After talking to hundreds of parents over the years and hearing from so many top family tech experts, here’s a few to recommend 🙂
Time-based screen time management
When it comes to managing screen time, the most popular, and perhaps most logical, approach is to limit it based on time.
You’ll find various opinions about how much is “too much” screen time for kids, but most studies indicate that when children start to go above 3 hours a day on screens, it can result in some problematic behavior. However, not all screen time is the same, parents should factor in the type of content your kids are consuming, as well as your children’s ages when making a decision. But these are two ways to set some limits:
Set a certain amount of screen time each day:
Many parents set simple time limits on screen time, and that works well for their families. Just know that tracking can become somewhat of a challenge, especially if you’ve got more than one child, but the overall premise is a simple and viable screen time management option.
Designate a time of day (or week) for screen time:
Another approach to a time-based screen time management system is to pick a specific time of day, or even, day of the week when your kids are able to consume screen time. Some parents allow their kids to be on screens in the early morning, or late afternoon right after school and before homework, to give them a chance to chill out or socialize with friends online.
Other parents limit screen time to weekends only, whatever the time of day. This strategy makes for easier tracking, but could add up to more hours overall, so give it a shot and see if you think this is the right strategy for your own kids.
Bottom line: You know your child best, and if you’re happy with their behavior, their school performance, their social life, and their interest in other hobbies and screen-free activities, then you’re probably on the right track. So congrats to you!
Reward-based screen time management
Many parents like the idea of kids earning their screen time, which could work especially well for younger kids, or parents who are working to increase (or decrease) a specific behavior in their kids.
It’s good to know however, that this system does position screen time as a reward versus a leisure activity or educational activity, and some screen time experts have cautioned parents about this because it leads to an even greater obsession with screen time.
In fact, compare it with how you talk about dessert — is it a reward? A treat? A sometimes thing? An every night thing? This may help you consider how to talk about screens in general, and how and when to offer gadgets up to your kids.

### Requirement:
In the screen time passage, beyond how many hours a day on screens do most studies indicate children can show problematic behavior?

### Dataset excerpts:
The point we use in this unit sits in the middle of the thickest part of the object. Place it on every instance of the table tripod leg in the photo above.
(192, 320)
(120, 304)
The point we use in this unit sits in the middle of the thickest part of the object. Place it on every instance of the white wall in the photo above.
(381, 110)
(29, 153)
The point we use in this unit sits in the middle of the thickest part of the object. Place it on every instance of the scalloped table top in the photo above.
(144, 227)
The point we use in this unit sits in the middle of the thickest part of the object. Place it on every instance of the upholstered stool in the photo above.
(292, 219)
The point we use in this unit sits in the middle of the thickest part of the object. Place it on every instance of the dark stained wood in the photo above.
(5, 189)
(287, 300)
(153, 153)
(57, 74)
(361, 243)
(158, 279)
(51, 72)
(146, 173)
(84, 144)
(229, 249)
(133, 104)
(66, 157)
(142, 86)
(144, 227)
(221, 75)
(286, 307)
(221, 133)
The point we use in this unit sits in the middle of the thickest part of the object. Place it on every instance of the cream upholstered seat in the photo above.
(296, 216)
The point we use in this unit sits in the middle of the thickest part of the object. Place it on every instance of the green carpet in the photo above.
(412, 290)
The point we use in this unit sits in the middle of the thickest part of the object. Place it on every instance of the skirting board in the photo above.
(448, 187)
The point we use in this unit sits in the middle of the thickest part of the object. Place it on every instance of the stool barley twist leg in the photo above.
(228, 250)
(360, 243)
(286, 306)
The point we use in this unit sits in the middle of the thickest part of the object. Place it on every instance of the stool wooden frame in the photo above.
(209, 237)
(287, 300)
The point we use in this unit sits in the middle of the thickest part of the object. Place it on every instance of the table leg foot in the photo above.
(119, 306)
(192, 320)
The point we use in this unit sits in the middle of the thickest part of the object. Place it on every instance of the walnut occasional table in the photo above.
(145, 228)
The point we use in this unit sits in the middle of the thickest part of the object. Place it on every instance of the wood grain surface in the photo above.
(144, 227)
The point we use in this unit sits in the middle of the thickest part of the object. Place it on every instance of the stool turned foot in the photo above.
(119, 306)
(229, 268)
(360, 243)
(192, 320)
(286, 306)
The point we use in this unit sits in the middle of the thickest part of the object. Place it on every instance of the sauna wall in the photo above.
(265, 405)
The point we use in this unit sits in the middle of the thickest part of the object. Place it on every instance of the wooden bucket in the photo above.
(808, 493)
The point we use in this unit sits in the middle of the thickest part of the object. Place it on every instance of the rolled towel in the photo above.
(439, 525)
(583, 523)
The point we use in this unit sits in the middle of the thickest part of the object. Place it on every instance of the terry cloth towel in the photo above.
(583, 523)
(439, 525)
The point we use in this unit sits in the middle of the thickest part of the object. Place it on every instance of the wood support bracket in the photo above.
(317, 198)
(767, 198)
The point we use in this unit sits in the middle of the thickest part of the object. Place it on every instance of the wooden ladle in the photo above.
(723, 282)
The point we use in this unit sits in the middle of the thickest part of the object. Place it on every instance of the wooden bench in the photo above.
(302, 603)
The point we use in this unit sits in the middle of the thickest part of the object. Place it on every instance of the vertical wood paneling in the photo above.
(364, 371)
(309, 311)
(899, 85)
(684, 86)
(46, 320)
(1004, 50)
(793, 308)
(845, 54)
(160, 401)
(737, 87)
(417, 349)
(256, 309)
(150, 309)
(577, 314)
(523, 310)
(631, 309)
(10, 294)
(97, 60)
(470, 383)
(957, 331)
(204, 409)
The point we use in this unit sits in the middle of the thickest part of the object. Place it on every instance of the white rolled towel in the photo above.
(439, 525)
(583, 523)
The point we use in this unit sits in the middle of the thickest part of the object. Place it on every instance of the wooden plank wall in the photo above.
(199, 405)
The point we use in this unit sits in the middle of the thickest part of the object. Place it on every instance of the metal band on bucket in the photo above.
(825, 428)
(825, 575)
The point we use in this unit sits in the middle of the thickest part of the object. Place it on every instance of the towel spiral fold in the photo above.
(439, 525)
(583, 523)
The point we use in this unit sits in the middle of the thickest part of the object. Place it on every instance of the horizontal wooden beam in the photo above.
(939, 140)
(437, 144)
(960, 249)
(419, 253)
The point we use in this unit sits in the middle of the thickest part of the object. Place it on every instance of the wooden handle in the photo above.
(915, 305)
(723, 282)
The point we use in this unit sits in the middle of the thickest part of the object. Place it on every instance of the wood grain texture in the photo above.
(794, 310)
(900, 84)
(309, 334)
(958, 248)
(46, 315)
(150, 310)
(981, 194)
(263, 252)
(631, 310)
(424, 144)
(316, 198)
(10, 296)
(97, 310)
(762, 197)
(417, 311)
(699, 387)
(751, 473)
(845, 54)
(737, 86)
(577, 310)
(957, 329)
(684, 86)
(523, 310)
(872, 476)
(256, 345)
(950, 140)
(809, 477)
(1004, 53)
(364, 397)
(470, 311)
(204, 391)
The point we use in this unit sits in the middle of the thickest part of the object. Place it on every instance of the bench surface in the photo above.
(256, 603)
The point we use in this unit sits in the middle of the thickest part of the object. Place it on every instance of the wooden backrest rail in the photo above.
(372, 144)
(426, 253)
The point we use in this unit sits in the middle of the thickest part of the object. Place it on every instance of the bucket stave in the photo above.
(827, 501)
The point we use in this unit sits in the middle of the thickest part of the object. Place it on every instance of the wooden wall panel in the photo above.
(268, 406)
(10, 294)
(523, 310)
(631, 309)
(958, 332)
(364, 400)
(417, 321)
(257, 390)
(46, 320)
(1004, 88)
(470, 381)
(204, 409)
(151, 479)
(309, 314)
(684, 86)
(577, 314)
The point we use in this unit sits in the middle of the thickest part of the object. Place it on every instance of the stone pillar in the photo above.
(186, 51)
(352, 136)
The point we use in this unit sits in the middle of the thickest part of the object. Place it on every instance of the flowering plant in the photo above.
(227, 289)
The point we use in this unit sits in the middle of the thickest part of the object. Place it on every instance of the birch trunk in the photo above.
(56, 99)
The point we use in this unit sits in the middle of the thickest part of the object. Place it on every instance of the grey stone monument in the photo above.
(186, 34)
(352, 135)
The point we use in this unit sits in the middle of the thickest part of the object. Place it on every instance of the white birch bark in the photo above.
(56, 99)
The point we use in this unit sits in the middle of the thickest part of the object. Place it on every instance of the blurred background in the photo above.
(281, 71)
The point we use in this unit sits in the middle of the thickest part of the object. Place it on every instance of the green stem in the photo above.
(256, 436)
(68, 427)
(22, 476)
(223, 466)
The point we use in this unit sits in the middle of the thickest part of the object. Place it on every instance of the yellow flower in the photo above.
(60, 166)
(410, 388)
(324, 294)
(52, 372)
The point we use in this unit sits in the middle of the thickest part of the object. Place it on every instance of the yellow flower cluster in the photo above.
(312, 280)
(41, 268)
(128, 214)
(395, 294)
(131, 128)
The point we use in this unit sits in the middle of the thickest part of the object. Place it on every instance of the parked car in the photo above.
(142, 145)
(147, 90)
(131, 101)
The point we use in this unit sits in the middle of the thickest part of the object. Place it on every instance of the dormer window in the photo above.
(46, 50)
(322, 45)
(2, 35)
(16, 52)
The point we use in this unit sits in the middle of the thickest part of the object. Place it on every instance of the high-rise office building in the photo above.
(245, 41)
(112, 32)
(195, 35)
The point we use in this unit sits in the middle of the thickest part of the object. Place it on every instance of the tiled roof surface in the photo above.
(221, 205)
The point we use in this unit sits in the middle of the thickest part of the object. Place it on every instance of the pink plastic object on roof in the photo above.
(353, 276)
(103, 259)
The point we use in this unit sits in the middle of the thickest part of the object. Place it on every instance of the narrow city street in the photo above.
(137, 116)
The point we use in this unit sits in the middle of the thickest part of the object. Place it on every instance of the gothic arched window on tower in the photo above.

### Response:
Above 3 hours a day.